Rewrite the listing below, replacing "spot every instance" with "locate every instance" wherever it appears and leaving everything else unchanged.

** start **

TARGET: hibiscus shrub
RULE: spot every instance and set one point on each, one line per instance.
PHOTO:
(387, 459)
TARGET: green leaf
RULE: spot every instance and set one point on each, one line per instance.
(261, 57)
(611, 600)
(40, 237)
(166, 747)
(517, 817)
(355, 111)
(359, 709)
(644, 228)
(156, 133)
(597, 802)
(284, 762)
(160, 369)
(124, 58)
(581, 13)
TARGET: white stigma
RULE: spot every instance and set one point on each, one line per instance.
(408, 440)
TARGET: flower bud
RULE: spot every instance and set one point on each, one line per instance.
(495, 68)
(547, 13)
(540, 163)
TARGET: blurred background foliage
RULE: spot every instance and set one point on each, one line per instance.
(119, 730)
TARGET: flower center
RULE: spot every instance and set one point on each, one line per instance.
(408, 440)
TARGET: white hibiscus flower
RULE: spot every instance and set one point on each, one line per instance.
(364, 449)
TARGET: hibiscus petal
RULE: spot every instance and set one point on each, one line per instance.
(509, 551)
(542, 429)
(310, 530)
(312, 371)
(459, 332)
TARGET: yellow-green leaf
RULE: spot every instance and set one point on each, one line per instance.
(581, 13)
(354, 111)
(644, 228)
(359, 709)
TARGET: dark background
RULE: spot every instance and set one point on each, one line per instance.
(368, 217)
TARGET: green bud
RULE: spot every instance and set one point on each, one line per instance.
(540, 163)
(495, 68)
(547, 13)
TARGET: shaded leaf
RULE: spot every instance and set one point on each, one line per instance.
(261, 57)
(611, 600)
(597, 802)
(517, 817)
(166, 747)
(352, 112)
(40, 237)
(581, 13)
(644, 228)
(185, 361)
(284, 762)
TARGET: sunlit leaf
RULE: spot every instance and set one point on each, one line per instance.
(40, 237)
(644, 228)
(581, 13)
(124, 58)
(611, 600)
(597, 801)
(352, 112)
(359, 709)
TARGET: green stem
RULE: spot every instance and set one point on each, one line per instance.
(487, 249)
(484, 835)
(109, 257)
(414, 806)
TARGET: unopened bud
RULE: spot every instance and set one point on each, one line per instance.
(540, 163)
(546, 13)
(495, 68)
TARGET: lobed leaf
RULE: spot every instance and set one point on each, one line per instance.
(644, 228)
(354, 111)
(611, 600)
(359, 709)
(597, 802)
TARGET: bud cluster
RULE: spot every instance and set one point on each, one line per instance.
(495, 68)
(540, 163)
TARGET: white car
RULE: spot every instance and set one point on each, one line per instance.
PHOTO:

** end **

_RESPONSE_:
TARGET: hibiscus shrub
RULE: locate every instance and set one point on each, one line per instance.
PHOTO:
(387, 459)
TARGET: green leaf
RULE: locate every instance and set one point on each, one line per instance.
(261, 57)
(611, 600)
(40, 237)
(166, 747)
(517, 817)
(355, 111)
(359, 709)
(644, 228)
(156, 133)
(597, 802)
(284, 762)
(160, 369)
(124, 58)
(581, 13)
TARGET: white stigma
RULE: locate every instance and set one point on each, one line per instance.
(408, 440)
TARGET: flower bud
RULE: locate every instance and set one point on each, one line per instance.
(495, 68)
(547, 13)
(540, 163)
TARGET: blurred background foliage
RULE: locate every instance and set one point on each, one line per instance.
(119, 730)
TARGET: flower center
RULE: locate every instance and set one point on each, one line per instance.
(408, 440)
TARGET: white hibiscus flower
RULE: locate every instance and set one point on each, one line per instance.
(364, 449)
TARGET: hibiscus petal
RULE: locate every instance and set one point on each, one line per instance.
(509, 551)
(542, 429)
(310, 530)
(312, 371)
(459, 332)
TARGET: yellow-green leaf
RULE: locate every instance and set one point on each, one line per instance.
(581, 13)
(354, 111)
(644, 228)
(359, 709)
TARGET: dark background
RULE: locate every instance and set one point on each, one line per instance.
(368, 217)
TARGET: green bud
RULE: locate every instance and set one point on each, one line per instance.
(540, 163)
(495, 68)
(547, 13)
TARGET: shaded leaf
RULE: locate every instance and set one point on each, one line per instance.
(261, 57)
(611, 600)
(597, 802)
(517, 817)
(166, 747)
(352, 112)
(40, 237)
(581, 13)
(644, 228)
(185, 361)
(284, 762)
TARGET: sunlit leaf
RULE: locate every instance and set one point on each, one line per instance.
(40, 237)
(644, 228)
(581, 13)
(124, 58)
(611, 600)
(597, 801)
(352, 112)
(359, 709)
TARGET: green stem
RULE: locate every instance and set one point on each, one line per instance.
(487, 249)
(484, 835)
(109, 257)
(414, 806)
TARGET: unopened bud
RULE: locate every instance and set one point on each, one line per instance.
(540, 163)
(546, 13)
(495, 68)
TARGET: lobed leaf
RULE: locate every instance and set one point on each, one line per instance.
(644, 228)
(354, 111)
(611, 600)
(359, 709)
(597, 802)
TARGET: bud cluster
RULE: locate every instance and set one point on each, one line per instance.
(495, 68)
(540, 163)
TARGET: white car
RULE: locate every instance and set one point on each, one line per instance.
PHOTO:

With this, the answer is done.